WHAT YOU NEED TO DO → Beginning with the line that contains "Pin a point on every instance of the piggy bank leg", reproduce every line through the end of the records below exactly, and leave the pictures out.

Stored items
________
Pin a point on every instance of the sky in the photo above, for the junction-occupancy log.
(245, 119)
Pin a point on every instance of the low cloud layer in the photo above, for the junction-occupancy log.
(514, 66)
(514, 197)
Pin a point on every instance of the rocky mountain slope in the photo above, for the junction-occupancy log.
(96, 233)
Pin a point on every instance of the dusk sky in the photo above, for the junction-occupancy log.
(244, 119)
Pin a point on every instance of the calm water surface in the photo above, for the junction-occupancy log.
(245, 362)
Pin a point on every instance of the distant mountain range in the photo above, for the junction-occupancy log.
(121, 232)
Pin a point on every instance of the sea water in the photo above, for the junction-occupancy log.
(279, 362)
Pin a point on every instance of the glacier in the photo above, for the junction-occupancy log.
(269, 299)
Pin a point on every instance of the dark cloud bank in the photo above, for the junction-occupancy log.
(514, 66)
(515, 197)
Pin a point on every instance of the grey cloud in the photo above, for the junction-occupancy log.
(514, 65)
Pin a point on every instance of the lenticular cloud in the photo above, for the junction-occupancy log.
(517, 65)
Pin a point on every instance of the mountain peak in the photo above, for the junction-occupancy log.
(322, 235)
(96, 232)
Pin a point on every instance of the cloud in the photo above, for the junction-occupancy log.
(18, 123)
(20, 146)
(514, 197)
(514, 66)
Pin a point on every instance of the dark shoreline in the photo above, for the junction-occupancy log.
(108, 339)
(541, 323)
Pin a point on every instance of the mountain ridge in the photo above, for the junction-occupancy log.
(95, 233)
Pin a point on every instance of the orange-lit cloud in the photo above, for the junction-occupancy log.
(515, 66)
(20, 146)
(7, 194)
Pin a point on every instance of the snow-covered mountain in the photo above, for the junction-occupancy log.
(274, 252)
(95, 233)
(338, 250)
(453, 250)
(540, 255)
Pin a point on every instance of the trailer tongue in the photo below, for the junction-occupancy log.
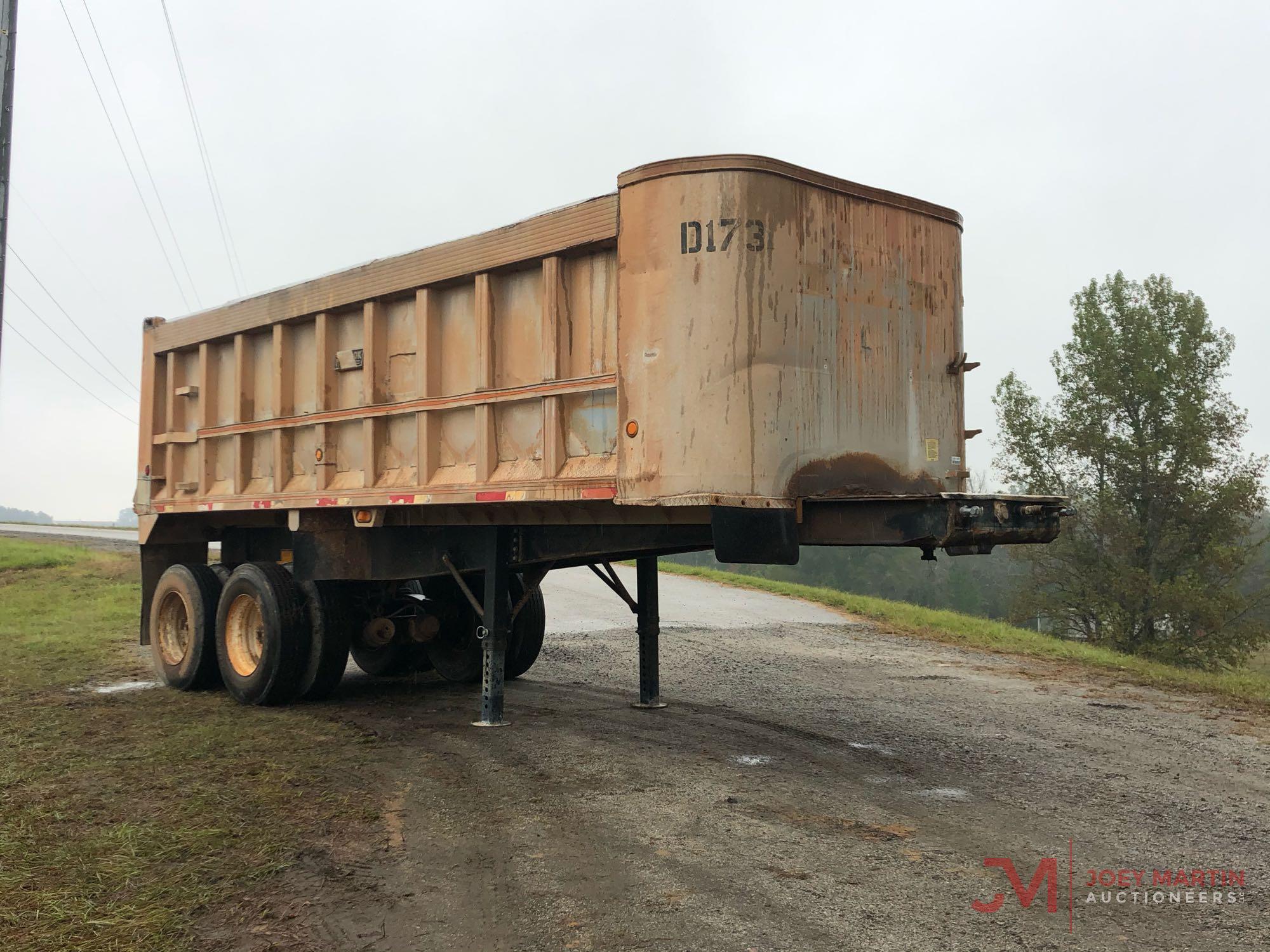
(731, 354)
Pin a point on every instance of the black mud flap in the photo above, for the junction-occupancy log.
(755, 536)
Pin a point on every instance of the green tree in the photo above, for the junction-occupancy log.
(1146, 442)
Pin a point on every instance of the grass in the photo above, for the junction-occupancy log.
(32, 555)
(1248, 687)
(125, 817)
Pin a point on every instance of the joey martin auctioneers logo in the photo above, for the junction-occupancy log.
(1146, 889)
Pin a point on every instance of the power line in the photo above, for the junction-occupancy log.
(145, 163)
(126, 162)
(58, 304)
(69, 346)
(62, 248)
(69, 376)
(209, 173)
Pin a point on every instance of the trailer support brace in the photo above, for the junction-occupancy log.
(648, 623)
(496, 629)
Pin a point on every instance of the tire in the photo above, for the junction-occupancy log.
(331, 626)
(389, 662)
(184, 628)
(528, 631)
(398, 657)
(262, 635)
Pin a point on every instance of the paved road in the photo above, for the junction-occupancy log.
(815, 785)
(72, 531)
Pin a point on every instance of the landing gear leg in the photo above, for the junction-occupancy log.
(650, 626)
(497, 626)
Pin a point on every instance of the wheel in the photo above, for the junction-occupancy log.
(528, 631)
(398, 657)
(457, 652)
(184, 628)
(262, 635)
(331, 626)
(387, 662)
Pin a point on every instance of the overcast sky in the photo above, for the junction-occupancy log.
(1075, 140)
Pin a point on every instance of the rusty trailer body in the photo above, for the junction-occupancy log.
(730, 354)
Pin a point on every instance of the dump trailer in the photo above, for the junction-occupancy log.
(728, 354)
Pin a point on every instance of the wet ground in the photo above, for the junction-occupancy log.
(813, 785)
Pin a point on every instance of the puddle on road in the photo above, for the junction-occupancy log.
(877, 748)
(946, 794)
(120, 687)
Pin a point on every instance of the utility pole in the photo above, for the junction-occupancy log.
(8, 36)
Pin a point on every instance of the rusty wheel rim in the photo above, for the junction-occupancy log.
(244, 635)
(175, 634)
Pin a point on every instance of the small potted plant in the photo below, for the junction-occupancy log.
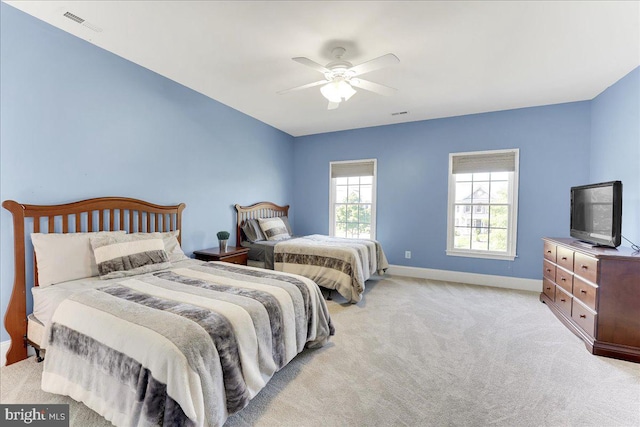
(223, 238)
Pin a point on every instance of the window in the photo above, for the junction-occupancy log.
(352, 210)
(483, 204)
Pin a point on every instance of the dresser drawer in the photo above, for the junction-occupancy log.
(550, 251)
(564, 279)
(584, 317)
(585, 292)
(586, 267)
(549, 288)
(549, 270)
(563, 301)
(564, 258)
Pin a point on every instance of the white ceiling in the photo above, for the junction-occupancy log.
(456, 58)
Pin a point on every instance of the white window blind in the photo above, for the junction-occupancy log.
(347, 169)
(487, 162)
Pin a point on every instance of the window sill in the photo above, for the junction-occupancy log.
(483, 254)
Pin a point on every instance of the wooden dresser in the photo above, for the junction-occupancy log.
(595, 292)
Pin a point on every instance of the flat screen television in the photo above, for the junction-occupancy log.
(596, 213)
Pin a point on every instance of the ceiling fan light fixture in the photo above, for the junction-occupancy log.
(337, 91)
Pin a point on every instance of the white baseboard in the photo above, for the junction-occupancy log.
(518, 283)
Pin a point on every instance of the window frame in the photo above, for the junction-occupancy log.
(332, 194)
(512, 225)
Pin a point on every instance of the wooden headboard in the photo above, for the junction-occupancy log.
(257, 210)
(99, 214)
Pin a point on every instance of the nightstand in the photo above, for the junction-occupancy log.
(234, 255)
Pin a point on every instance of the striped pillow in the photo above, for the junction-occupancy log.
(273, 228)
(128, 255)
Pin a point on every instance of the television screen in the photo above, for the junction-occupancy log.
(596, 213)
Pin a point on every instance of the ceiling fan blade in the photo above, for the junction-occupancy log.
(309, 63)
(374, 64)
(373, 87)
(308, 85)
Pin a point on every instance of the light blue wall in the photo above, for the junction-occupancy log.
(413, 172)
(79, 122)
(615, 147)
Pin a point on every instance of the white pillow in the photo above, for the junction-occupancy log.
(65, 256)
(171, 244)
(129, 255)
(274, 228)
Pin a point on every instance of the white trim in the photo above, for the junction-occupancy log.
(4, 348)
(512, 228)
(533, 285)
(332, 195)
(480, 254)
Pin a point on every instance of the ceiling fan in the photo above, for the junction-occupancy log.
(340, 77)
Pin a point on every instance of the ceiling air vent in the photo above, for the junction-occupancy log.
(74, 17)
(79, 20)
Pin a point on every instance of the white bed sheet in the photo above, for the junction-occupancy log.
(48, 298)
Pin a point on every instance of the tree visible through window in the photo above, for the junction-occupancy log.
(353, 199)
(483, 189)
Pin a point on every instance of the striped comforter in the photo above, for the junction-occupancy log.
(332, 262)
(185, 346)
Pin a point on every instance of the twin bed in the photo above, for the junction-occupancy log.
(333, 263)
(137, 331)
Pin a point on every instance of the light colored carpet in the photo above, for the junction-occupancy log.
(425, 353)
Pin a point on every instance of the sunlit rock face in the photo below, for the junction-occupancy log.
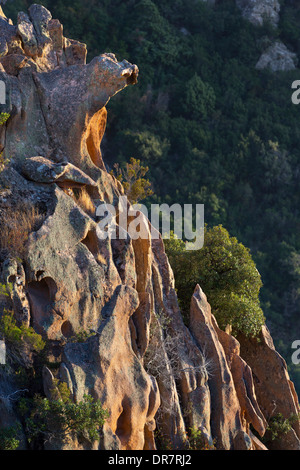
(277, 58)
(259, 11)
(157, 377)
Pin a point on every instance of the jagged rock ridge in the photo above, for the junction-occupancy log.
(147, 368)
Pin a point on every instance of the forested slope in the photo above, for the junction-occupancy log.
(211, 128)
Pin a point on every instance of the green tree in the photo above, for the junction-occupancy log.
(225, 270)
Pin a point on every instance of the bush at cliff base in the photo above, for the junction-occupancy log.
(226, 272)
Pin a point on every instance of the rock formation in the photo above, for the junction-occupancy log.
(276, 58)
(259, 11)
(157, 377)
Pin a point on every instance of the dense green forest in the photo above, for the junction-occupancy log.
(212, 129)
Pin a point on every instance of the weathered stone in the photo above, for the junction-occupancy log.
(272, 385)
(259, 11)
(277, 58)
(226, 420)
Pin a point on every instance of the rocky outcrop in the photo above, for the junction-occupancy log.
(259, 11)
(276, 58)
(156, 376)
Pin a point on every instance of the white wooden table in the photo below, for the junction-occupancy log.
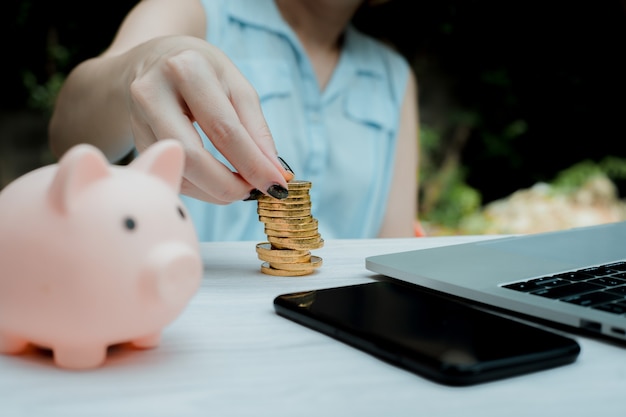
(229, 354)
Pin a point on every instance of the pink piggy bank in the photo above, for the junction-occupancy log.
(93, 255)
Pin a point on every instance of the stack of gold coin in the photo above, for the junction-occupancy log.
(291, 233)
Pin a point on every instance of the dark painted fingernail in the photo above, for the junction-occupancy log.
(278, 191)
(254, 195)
(285, 165)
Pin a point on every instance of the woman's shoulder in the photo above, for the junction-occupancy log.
(368, 47)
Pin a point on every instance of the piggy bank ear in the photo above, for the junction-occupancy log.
(164, 159)
(77, 169)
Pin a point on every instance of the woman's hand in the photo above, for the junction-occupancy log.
(174, 81)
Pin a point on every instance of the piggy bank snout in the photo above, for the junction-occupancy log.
(173, 272)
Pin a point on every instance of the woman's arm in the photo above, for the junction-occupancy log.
(401, 213)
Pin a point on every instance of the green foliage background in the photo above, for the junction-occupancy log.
(511, 93)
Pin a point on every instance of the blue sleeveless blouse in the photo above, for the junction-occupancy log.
(342, 138)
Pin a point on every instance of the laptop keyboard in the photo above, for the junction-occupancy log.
(600, 287)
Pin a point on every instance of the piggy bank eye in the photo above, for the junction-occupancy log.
(129, 223)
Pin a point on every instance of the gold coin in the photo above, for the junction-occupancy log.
(289, 200)
(267, 248)
(285, 220)
(292, 233)
(296, 243)
(298, 185)
(284, 258)
(284, 207)
(283, 213)
(315, 262)
(267, 269)
(278, 227)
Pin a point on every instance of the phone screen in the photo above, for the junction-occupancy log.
(434, 336)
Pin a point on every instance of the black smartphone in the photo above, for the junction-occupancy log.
(440, 338)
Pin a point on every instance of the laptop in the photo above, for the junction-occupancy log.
(574, 277)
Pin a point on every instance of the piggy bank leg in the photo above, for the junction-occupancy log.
(11, 343)
(83, 357)
(148, 342)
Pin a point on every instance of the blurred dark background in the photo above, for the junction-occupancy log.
(511, 92)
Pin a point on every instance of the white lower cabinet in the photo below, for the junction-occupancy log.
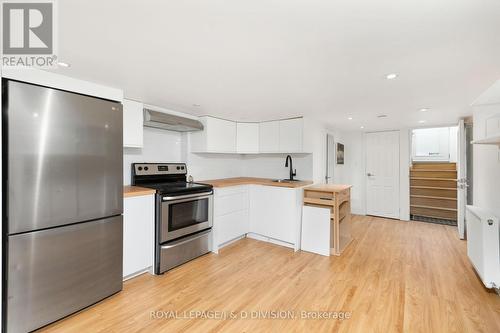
(138, 234)
(266, 213)
(275, 212)
(230, 214)
(232, 226)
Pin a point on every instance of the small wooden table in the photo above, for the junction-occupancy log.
(337, 198)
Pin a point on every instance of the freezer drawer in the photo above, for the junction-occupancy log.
(64, 157)
(56, 272)
(177, 252)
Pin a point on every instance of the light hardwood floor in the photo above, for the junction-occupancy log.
(395, 277)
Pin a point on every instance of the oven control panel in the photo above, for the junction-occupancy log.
(148, 169)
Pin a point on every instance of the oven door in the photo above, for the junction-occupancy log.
(184, 215)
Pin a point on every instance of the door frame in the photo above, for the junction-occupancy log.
(461, 178)
(398, 173)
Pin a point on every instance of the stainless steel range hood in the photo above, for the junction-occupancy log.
(170, 122)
________
FINAL ANSWER →
Pin a point on every instance of the piggy bank leg in the photo above, for the junction-occupancy log.
(11, 343)
(83, 357)
(148, 342)
Pin a point on every instance of the blurred dark background in the photo above, for the junction-occupancy log.
(511, 92)
Pin a point on every instance of the white lower cabinet in the photo below, for the junction-occupancy log.
(138, 234)
(266, 213)
(275, 212)
(230, 214)
(232, 226)
Pin a point on every instance of the small wooden table in the photo above, for the junction-occupancy log.
(337, 198)
Pin a point on every instance of the freezer drawer in the photo above, for the junction-occupancy log.
(64, 157)
(56, 272)
(177, 252)
Pin a point on every instance of the light hardwood floor in the photo above, for the junction-occupancy log.
(395, 277)
Pin a point on every instance of the oven control panel in the photo above, for the junction-occupancy log.
(148, 169)
Pin a point on every instance of the oven door in the photo above, for the junction-occupancy log.
(184, 215)
Pin a point on every instance of the door frame in the photo above, for the junction-occupancy log.
(461, 178)
(398, 173)
Pin a point on every instance of the stainless steel range hood in the photo above, for the junction-occupancy log.
(170, 122)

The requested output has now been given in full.